Revise the entries below by replacing "drop a marker" with "place a point" wherever it occurs, keeping everything else the same. Omit the pictures from your answer.

>> start Records provided

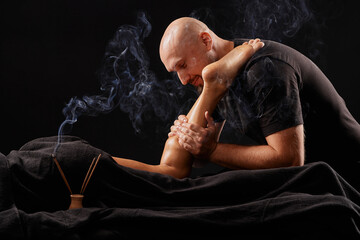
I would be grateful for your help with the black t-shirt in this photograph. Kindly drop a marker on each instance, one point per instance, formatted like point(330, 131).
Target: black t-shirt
point(280, 88)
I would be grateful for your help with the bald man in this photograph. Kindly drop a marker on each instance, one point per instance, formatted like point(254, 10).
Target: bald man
point(276, 97)
point(216, 71)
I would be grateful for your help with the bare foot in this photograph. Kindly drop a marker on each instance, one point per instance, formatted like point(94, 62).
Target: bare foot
point(219, 75)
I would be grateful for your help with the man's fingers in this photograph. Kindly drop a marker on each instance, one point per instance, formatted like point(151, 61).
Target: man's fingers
point(209, 119)
point(182, 118)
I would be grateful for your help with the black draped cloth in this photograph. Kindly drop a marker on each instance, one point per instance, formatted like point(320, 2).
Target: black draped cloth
point(309, 202)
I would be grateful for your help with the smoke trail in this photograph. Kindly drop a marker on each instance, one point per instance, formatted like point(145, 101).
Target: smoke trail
point(127, 83)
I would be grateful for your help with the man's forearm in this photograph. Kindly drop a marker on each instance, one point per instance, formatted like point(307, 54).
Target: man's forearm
point(246, 157)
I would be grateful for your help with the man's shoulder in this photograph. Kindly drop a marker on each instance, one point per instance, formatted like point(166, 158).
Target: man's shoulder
point(275, 51)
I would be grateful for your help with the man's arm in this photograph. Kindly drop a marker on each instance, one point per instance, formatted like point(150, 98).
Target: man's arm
point(285, 148)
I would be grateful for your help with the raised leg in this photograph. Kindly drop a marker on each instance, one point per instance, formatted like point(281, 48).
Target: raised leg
point(218, 76)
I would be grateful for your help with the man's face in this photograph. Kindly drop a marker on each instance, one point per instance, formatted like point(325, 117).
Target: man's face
point(187, 60)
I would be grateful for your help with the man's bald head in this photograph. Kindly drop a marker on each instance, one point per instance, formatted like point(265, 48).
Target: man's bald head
point(182, 30)
point(187, 46)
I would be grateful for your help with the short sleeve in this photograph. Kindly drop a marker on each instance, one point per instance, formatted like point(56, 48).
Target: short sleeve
point(273, 88)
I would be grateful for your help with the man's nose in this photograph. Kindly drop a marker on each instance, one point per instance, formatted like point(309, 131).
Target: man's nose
point(184, 78)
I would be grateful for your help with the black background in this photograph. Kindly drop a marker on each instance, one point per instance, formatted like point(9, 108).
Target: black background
point(51, 50)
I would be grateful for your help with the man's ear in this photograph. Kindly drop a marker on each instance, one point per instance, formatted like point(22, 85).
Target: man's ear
point(206, 40)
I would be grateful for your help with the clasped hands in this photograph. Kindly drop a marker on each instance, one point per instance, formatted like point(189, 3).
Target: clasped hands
point(197, 140)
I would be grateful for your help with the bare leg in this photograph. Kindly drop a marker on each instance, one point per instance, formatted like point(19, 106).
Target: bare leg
point(218, 76)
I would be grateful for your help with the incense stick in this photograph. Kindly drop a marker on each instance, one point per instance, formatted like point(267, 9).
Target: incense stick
point(62, 173)
point(87, 174)
point(87, 177)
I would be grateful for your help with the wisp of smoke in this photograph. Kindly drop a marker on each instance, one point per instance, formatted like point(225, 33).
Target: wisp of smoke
point(128, 83)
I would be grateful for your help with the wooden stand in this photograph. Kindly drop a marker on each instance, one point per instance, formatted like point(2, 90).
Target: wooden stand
point(76, 199)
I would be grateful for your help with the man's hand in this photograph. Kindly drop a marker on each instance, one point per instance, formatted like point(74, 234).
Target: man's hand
point(199, 141)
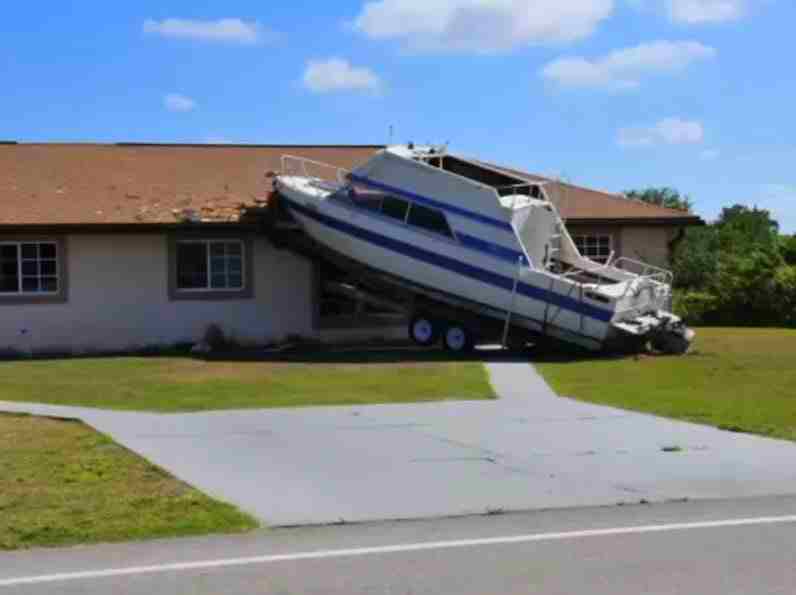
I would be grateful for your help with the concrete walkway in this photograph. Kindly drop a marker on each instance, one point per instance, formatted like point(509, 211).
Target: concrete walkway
point(528, 450)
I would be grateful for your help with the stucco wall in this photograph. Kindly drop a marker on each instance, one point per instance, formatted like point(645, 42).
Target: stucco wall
point(118, 299)
point(648, 244)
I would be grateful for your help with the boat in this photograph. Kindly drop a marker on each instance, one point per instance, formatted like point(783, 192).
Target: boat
point(489, 248)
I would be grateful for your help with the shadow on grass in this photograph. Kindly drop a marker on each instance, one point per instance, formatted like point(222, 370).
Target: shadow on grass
point(381, 353)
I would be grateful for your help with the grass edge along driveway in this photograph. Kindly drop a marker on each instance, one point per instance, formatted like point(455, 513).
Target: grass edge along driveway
point(738, 379)
point(62, 483)
point(181, 383)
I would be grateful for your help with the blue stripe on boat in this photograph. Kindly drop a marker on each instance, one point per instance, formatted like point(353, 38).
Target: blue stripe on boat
point(504, 225)
point(489, 248)
point(456, 266)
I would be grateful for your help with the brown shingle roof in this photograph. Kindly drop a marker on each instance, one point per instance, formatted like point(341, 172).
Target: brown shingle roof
point(77, 184)
point(128, 184)
point(577, 203)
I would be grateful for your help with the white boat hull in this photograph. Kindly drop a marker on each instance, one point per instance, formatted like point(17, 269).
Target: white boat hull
point(443, 265)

>> end Records provided

__The solution__:
I would be grateful for your help with the black t-shirt in this photograph. Kindly place a point on each instance, one point per instance, formatted like point(330, 131).
Target: black t-shirt
point(280, 88)
I would be grateful for your help with the bald man in this photograph. Kindly place a point on each instance, one point per instance, formatted like point(254, 10).
Target: bald man
point(276, 97)
point(216, 71)
I would be grateful for your help with the bare foot in this photograph. Kindly place a point on each instance, one point per instance, formatted like point(94, 62).
Target: bare foot
point(219, 75)
I would be grateful for your help with the man's fingers in this photograph. Kindly place a point on each instance, one point per instance, formatted like point(151, 61).
Target: man's fingers
point(209, 119)
point(182, 118)
I would be grateful for your help with the black draped cloth in this photograph. Kindly place a point on each instance, one point per instance, formatted like point(320, 2).
Target: black draped cloth
point(309, 202)
I would be grateful for your help with the smoke trail in this photograph. Kindly place a point on each instance, one point per instance, formatted like point(145, 101).
Target: smoke trail
point(127, 83)
I would be grateful for your help with the man's forearm in this photograph. Kindly place a point on each instance, one point per instance, formatted like point(307, 54).
Target: man's forearm
point(246, 157)
I would be grateful for your help with the man's shoulder in this photograph. Kindly place a point on each instance, one point per instance, formatted like point(166, 158).
Target: man's shoulder
point(275, 51)
I would be grateful for your help with the man's arm in this photograph. Kindly place a point on each instance, one point per instance, formatted like point(150, 98).
Target: man's arm
point(285, 148)
I would be grateful for your help with the raised leg in this photograph. Kindly place a point on each instance, one point per instance, formatted like point(281, 48).
Target: raised leg
point(218, 76)
I would be grateful for your help with the man's face in this photograph. Kindly place a point on each instance, one point per instance, formatted like point(325, 117).
Target: man's face
point(187, 60)
I would be grateful for your help with the man's bald head in this photograph. Kindly place a point on each instance, one point per instance, formatted like point(265, 48).
Target: man's bald head
point(182, 30)
point(187, 46)
I would be grateful for your help with the short sleeve in this photograph. Kindly place a point on each instance, one point per instance, formatted like point(56, 48).
Target: short sleeve
point(273, 88)
I would be grateful for your help with the man's nose in this photograph. Kindly place a point on each instance, one point per instance, formatted like point(309, 131).
Target: man's nose
point(184, 78)
I would be grateful for your help with the black background in this photograph. Kindly place a point on each instance, one point per instance, formatted like point(9, 108).
Target: black background
point(51, 50)
I would be grateful for your help with the man's ear in this photograph. Kindly place a point on each instance, one point per instance, formatted like point(22, 85).
Target: man's ear
point(206, 40)
I would be grateful for your help with the clasped hands in this photograph. Kindly place a point on each instance, one point per instance, formatted like point(189, 3).
Target: clasped hands
point(197, 140)
I would be grateful for your help with the bare leg in this photograph. Kindly place a point on each instance, one point per instance, formatted like point(19, 106).
Target: bare leg
point(218, 76)
I would be grateful for your help with the incense stick in this photograph. Kindly place a point on each instance, one point per instance, formatted like point(267, 9).
Target: incense stick
point(62, 173)
point(87, 174)
point(87, 177)
I would be grateful for your help with the wisp of smoke in this photograph. Kindly place a point on each instance, one point per instance, formatted like point(225, 33).
Target: wisp of smoke
point(128, 83)
I would be grateful for your help with the wooden stand in this photograph. Kindly place a point on each instance, one point per instance, formatted like point(2, 90).
Target: wooden stand
point(76, 199)
I would be grateful for your help with the man's hand in this photograph. Kindly place a point on each instance, one point per instance, formatted like point(74, 234).
Target: man's hand
point(199, 141)
I would be grateful for your help with the concrete walkway in this photograph. Kindly place a point on each instance, one point per instance, formatted like point(509, 211).
Target: concrete walkway
point(528, 450)
I would be grateful for your help with the stucco wall in this photograph. Kindly place a point on each instance, one point per instance, formatted like point(645, 42).
Target: stucco wall
point(118, 299)
point(648, 244)
I would be grateful for your help with the boat in this photograph. Kindly place a point on each instance, one point per instance, formatted like point(783, 192).
Target: boat
point(489, 248)
I would be grateful for your help with the shadow on grass in this photograph. Kindly place a point on each instance, one point per instance, formatted like point(222, 370).
Target: shadow on grass
point(381, 353)
I would be grateful for your help with the grass edge along driveway in this photograph. Kindly place a point on each instance, one point per instance, formatted like point(455, 513).
Target: grass edge along driveway
point(738, 379)
point(62, 483)
point(181, 383)
I would be grateful for your help with the blue stripe on boat in this photograph. Kindly place a point on each instance, one point per instance, formatted like point(353, 38).
Target: blue stripe on boat
point(504, 225)
point(489, 248)
point(456, 266)
I would be grateful for your help with the brown shingle roof in this photograph. Kindly place a point on each instance, one point per instance, formatted like point(341, 172).
Target: brown shingle roof
point(77, 184)
point(128, 184)
point(577, 203)
I would be grateful for your help with the white boat hull in this photograph. Kindly place a point on each instance, one point per instance, formatted like point(17, 269).
Target: white boat hull
point(443, 265)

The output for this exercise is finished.